**PROBLEM**
Can you render the data below as a numbered list, leaving out any blank lines?

[Excerpts from a point labeling dataset]
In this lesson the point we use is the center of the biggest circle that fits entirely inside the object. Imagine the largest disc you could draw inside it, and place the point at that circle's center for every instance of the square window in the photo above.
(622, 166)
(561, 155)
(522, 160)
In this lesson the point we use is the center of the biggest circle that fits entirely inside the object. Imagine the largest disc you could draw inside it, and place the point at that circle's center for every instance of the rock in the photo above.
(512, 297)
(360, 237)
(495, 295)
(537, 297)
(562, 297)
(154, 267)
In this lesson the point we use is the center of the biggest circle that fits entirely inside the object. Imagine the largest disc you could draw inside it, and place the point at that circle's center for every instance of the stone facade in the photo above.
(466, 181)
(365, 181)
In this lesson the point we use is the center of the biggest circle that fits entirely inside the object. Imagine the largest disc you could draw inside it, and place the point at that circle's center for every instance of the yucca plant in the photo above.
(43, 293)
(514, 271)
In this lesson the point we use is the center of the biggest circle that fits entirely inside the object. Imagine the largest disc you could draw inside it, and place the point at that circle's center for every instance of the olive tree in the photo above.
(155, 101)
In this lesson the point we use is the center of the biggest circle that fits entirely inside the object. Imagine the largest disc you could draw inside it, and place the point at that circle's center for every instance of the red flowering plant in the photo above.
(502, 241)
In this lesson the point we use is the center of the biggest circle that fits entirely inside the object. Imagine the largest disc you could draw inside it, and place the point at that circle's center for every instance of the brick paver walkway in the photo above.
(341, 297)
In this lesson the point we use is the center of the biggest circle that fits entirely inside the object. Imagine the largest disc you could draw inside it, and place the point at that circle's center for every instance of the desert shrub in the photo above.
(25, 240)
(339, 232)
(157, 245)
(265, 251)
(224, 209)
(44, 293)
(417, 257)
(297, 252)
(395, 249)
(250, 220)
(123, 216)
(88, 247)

**RESPONSE FOR THIS EXERCISE**
1. In this lesson the point we use is the center of the biggest circle that fits entirely inside the object. Imagine the largest disc you could draw inside it, and place the point at that circle's center for every instance of the square window in the photo above.
2. (622, 166)
3. (561, 155)
4. (522, 160)
5. In this lesson the point we use is the center of the biggest circle that fits entirely inside the object. Imagine the largest disc you could draw inside it, and place the point at that circle's center for every instance of the rock in the photo above.
6. (512, 297)
7. (360, 237)
8. (495, 295)
9. (537, 297)
10. (562, 297)
11. (154, 267)
12. In this lesson the point we use is the center of the biggest circle that fits entirely inside the object. Imagine the largest disc you could draw inside it, and place the point at that circle's center for every instance of the stone facade in the photo above.
13. (466, 181)
14. (365, 181)
15. In this lesson the point we use is the center of the biggest circle that fits entirely inside the object. Imagine the largest disc you could draw inside it, and place the point at that circle's center for every instance of the yucca plant in the photo above.
16. (43, 293)
17. (514, 271)
18. In this lesson the point we use is the center of the biggest circle that fits entirely inside the object. Imagine the largest disc you could draw inside it, and place the point at that circle's center for every instance of the olive tree in the photo above.
19. (155, 101)
20. In this lesson the point we use is the center of the biggest circle that fits entirely inside the object. Imagine the largest disc you could draw inside it, and place the point at that circle's center for every instance of the red flowering plant in the photo above.
21. (502, 241)
22. In this lesson the point we use is the center of the biggest circle that fits entirely inside the object. Imagine the largest disc you could draw inside it, and place the point at that circle's center for every instance of the brick paver walkway in the photo above.
23. (341, 297)
24. In this lesson the point we use is the center of the biggest circle that fits entirely inside the object. Imagine the largest disc you could draw inside it, and place the point at that circle's center for every instance of the desert shrub in the photo above.
25. (25, 240)
26. (339, 232)
27. (157, 245)
28. (265, 251)
29. (224, 209)
30. (44, 293)
31. (417, 257)
32. (297, 252)
33. (395, 249)
34. (250, 220)
35. (123, 216)
36. (88, 247)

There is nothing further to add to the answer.